Aim 1:
Select each line in the records that contains the word "gray".

Extracted text:
◇ ◇ ◇ ◇ ◇

In 1969 Michaels introduced the default address form to the liberal New York FM radio station WBAI and as a result, Gloria Steinem adopted Ms as the title of the women’s magazine she co-launched in 1971 .The first issue sold out in eight days. Arguably Michaels’ greater coup was that soon after publication a New York congresswoman successfully legislated against women having to disclose their marital status on federal forms. But it was not until 1986 that the New York Times accepted Ms into common currency.

The idea came to her in a Eureka moment when she proclaimed: “Ms is me!”

Michaels was the daughter of playwright Alma Weil (then married to salesman Bill Michaels) and lawyer Ephraim London. They did not marry each other. Her mother’s second husband was metallurgist, Harry H. Kessler, and Sheila was sent to the Bronx to live with her maternal grandparents. But at eight she returned to her mother and adopted Kessler’s surname.

◇ ◇ ◇ ◇ ◇

Aim 2:
According to the passage on Sheila Michaels, in what year did the New York Times accept Ms into common currency?

◇ ◇ ◇ ◇ ◇

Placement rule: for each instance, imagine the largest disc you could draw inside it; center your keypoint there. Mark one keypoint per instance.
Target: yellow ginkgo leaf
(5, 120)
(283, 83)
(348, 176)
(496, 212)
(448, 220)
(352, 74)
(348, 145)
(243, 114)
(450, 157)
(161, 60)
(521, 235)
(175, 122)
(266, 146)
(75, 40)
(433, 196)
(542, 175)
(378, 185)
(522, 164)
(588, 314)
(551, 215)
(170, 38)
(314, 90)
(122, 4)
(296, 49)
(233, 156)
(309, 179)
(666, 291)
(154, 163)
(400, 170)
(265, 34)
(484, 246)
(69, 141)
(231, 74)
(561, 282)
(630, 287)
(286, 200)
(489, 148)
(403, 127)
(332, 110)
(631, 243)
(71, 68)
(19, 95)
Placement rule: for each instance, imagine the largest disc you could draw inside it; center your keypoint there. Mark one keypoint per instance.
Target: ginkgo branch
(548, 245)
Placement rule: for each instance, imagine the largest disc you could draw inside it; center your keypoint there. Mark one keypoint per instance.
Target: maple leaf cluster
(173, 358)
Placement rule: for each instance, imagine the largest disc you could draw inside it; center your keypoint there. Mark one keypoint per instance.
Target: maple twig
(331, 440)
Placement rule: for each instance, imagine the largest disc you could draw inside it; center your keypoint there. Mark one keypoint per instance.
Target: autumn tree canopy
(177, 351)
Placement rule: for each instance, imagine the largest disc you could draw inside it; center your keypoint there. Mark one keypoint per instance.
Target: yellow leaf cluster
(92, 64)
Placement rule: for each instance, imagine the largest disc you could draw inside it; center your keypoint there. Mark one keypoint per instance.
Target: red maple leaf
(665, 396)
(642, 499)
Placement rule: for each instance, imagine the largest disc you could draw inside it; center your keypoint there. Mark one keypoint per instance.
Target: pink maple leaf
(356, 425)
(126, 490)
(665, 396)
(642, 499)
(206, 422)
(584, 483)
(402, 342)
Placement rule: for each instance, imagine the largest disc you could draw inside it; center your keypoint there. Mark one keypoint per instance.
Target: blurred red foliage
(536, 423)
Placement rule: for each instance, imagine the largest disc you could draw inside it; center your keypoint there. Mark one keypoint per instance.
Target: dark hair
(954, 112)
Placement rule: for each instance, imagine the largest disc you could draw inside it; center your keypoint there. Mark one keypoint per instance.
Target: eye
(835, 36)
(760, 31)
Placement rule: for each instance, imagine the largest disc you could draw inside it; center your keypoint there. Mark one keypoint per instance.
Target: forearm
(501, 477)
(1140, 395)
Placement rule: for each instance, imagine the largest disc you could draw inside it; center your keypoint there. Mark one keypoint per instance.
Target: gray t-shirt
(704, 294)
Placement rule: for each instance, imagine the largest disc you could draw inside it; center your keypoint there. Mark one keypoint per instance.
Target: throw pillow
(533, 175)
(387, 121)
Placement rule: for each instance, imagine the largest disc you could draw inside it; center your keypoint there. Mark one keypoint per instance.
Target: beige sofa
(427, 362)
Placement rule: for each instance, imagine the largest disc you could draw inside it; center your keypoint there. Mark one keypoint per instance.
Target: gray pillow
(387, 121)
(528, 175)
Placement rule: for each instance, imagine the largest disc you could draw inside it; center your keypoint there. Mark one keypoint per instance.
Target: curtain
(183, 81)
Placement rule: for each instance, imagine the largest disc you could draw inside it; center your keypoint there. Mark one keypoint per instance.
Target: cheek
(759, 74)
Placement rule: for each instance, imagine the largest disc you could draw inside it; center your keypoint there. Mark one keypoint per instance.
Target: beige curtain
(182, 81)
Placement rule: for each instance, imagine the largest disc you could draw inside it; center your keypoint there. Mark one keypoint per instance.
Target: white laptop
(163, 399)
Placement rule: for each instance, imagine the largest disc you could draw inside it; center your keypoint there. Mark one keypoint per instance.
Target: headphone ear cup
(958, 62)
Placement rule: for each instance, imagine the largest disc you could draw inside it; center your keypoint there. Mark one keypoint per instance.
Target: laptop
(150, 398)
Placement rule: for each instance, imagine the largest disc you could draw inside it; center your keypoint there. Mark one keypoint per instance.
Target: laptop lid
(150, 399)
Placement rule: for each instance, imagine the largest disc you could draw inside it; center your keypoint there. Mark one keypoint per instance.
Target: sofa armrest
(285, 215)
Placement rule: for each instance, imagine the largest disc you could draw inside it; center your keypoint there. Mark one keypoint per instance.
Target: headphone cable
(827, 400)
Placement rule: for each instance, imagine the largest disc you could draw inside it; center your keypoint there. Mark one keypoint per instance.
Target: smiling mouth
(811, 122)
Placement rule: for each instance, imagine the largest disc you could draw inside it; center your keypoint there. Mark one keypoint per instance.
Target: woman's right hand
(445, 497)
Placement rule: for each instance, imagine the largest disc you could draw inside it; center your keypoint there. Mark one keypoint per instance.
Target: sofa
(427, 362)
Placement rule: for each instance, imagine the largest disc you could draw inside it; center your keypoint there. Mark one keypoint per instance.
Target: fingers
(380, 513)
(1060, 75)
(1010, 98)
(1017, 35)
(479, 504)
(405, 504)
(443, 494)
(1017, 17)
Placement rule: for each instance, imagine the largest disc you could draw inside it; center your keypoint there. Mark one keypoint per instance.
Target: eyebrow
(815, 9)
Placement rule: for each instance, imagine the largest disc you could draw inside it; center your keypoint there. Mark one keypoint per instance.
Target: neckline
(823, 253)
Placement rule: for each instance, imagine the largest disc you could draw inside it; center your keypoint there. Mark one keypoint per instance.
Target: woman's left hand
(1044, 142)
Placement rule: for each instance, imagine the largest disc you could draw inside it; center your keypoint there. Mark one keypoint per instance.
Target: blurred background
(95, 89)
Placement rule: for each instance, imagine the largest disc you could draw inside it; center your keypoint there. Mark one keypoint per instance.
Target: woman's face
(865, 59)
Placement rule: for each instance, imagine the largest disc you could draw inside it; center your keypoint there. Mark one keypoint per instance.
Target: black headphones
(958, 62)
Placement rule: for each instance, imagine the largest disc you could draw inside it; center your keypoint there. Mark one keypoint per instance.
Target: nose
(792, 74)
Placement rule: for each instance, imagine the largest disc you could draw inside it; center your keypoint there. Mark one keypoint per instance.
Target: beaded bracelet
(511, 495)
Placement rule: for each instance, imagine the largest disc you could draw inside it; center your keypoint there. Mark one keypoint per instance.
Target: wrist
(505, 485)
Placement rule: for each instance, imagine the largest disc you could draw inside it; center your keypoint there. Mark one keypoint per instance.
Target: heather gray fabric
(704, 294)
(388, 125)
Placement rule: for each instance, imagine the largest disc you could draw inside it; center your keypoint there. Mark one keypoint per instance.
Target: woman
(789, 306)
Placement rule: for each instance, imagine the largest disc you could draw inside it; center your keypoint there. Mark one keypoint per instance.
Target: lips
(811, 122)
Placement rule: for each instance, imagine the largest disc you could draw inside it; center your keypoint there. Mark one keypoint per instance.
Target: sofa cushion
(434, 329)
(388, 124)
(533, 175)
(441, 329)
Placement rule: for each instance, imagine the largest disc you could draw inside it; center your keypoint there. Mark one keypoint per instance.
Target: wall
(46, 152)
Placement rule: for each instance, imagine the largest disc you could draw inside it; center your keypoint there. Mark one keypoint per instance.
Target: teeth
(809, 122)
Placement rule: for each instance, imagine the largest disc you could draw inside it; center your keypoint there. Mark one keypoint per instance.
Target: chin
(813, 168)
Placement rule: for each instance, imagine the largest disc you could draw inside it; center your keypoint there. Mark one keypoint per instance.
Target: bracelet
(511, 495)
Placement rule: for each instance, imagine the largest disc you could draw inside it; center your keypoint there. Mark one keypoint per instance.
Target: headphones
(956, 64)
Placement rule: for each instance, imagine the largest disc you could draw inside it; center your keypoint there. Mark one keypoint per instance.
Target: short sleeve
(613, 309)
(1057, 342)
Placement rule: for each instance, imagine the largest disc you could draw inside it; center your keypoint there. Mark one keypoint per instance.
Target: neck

◇ ◇ ◇ ◇ ◇

Output 1:
Target: gray t-shirt
Target: gray pillow
Target: heather gray fabric

Output 2:
1986